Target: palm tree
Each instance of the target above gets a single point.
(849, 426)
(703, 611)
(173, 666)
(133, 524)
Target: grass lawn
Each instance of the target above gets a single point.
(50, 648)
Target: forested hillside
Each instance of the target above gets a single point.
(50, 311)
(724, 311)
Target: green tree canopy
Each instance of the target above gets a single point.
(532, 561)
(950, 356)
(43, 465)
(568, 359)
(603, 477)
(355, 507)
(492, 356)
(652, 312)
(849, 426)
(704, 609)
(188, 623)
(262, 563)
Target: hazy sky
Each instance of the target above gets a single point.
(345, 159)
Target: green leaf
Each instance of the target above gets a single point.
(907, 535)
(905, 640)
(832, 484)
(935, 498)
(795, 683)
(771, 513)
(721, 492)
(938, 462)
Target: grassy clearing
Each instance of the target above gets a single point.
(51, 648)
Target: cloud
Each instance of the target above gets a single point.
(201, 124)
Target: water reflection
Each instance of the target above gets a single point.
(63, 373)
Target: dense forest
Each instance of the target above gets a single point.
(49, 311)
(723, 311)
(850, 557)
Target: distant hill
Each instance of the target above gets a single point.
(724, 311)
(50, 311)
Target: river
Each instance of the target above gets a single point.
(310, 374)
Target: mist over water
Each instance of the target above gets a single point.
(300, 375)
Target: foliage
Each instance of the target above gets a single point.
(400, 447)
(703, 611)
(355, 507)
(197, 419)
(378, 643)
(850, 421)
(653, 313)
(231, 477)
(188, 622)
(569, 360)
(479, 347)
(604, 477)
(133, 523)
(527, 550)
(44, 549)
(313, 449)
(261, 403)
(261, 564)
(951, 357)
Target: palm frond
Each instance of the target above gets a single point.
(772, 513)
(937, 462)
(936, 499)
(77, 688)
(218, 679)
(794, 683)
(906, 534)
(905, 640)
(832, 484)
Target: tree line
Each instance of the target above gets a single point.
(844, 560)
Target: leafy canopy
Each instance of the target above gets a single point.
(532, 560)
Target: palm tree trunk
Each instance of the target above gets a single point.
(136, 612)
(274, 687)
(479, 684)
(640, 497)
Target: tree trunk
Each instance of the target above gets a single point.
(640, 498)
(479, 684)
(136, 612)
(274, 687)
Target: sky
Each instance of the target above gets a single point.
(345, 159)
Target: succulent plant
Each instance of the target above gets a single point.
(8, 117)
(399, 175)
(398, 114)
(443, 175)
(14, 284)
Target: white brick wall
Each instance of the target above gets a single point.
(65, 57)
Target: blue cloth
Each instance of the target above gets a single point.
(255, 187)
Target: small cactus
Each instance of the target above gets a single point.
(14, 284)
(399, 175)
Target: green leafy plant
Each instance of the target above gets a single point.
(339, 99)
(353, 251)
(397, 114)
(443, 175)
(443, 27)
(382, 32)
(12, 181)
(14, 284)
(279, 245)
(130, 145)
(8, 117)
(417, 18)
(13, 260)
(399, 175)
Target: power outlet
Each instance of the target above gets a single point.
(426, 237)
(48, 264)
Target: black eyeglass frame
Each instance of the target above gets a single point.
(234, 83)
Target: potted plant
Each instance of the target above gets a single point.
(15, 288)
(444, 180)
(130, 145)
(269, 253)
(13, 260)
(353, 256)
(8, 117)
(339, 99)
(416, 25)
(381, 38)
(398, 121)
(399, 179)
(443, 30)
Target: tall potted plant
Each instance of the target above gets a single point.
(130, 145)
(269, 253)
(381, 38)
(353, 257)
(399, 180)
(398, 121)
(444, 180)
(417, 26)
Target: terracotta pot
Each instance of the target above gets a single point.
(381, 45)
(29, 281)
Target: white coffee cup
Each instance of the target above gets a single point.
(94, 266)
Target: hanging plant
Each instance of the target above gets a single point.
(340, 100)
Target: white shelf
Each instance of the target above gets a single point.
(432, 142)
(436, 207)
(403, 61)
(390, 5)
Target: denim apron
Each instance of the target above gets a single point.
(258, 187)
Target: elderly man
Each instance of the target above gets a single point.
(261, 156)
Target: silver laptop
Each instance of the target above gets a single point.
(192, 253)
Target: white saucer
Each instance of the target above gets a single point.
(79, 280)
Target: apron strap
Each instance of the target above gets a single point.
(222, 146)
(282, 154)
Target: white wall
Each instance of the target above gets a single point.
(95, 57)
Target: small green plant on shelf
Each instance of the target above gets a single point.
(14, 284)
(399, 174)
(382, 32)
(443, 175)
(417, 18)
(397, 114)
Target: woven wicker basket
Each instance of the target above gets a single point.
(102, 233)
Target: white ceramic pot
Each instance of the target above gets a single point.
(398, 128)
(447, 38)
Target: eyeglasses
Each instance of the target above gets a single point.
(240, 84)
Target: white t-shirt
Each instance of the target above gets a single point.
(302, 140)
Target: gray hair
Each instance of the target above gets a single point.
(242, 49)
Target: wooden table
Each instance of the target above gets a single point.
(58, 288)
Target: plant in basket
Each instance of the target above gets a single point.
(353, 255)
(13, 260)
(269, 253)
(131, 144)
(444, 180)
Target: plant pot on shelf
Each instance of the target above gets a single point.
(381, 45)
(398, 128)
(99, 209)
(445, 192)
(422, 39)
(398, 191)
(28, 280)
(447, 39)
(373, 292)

________

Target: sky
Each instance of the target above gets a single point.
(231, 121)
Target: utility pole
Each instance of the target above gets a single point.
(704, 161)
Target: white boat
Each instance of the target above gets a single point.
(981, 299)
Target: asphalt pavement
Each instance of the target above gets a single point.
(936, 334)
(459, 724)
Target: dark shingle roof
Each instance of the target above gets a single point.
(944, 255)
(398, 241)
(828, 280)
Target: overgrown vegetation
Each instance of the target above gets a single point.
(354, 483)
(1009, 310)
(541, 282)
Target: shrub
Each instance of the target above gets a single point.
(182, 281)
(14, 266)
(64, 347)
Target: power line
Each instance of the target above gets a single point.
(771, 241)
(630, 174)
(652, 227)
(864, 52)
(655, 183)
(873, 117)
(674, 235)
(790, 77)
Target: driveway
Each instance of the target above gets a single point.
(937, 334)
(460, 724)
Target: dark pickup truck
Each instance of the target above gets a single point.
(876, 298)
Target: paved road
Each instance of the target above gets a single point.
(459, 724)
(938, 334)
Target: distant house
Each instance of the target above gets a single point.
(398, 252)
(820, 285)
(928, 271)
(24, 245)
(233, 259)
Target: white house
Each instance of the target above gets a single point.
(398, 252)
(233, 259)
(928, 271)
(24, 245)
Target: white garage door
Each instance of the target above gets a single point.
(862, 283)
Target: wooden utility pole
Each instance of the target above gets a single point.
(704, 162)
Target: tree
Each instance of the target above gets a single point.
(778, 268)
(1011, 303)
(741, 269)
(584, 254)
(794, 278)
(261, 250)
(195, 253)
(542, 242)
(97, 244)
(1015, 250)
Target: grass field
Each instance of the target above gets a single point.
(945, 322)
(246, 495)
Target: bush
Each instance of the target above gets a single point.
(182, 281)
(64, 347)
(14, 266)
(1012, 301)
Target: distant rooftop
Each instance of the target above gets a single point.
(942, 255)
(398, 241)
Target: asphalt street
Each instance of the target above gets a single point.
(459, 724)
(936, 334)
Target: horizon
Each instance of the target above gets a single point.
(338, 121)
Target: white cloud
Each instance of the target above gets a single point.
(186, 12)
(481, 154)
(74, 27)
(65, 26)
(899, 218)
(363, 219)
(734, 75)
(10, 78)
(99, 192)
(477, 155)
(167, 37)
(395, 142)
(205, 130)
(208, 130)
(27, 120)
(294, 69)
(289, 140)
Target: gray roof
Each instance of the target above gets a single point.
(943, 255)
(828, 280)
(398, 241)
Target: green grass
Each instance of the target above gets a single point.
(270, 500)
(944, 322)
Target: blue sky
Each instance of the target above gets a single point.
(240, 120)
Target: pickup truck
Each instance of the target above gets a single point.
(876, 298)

________

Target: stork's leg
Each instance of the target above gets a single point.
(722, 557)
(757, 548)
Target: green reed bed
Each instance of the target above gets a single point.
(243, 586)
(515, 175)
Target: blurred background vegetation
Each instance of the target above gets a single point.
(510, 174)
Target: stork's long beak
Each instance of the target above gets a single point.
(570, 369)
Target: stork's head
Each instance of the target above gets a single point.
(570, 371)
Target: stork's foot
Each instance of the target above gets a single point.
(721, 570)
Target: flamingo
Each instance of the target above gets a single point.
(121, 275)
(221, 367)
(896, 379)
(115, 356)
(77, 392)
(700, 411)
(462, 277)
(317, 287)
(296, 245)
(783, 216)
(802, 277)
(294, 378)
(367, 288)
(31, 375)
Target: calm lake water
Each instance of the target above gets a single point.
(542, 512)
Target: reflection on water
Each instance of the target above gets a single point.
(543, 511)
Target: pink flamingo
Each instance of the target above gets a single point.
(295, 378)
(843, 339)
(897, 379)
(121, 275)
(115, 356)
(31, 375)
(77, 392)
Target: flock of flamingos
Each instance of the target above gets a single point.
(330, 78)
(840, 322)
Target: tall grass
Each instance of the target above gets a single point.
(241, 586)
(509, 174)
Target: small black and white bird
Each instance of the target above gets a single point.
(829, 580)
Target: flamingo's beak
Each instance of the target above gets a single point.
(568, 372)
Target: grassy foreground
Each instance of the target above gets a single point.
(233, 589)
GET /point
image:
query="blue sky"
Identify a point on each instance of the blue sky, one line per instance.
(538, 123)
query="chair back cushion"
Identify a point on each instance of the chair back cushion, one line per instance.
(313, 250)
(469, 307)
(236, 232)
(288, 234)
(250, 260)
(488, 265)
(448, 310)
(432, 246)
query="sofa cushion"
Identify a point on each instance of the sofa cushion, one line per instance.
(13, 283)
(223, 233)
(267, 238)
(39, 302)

________

Pull out each line of the material above that contains the word "green".

▸ **Result of this exercise**:
Target: green tree canopy
Target: green leaf
Target: green leafy plant
Target: small green plant on shelf
Target: green grass
Target: green reed bed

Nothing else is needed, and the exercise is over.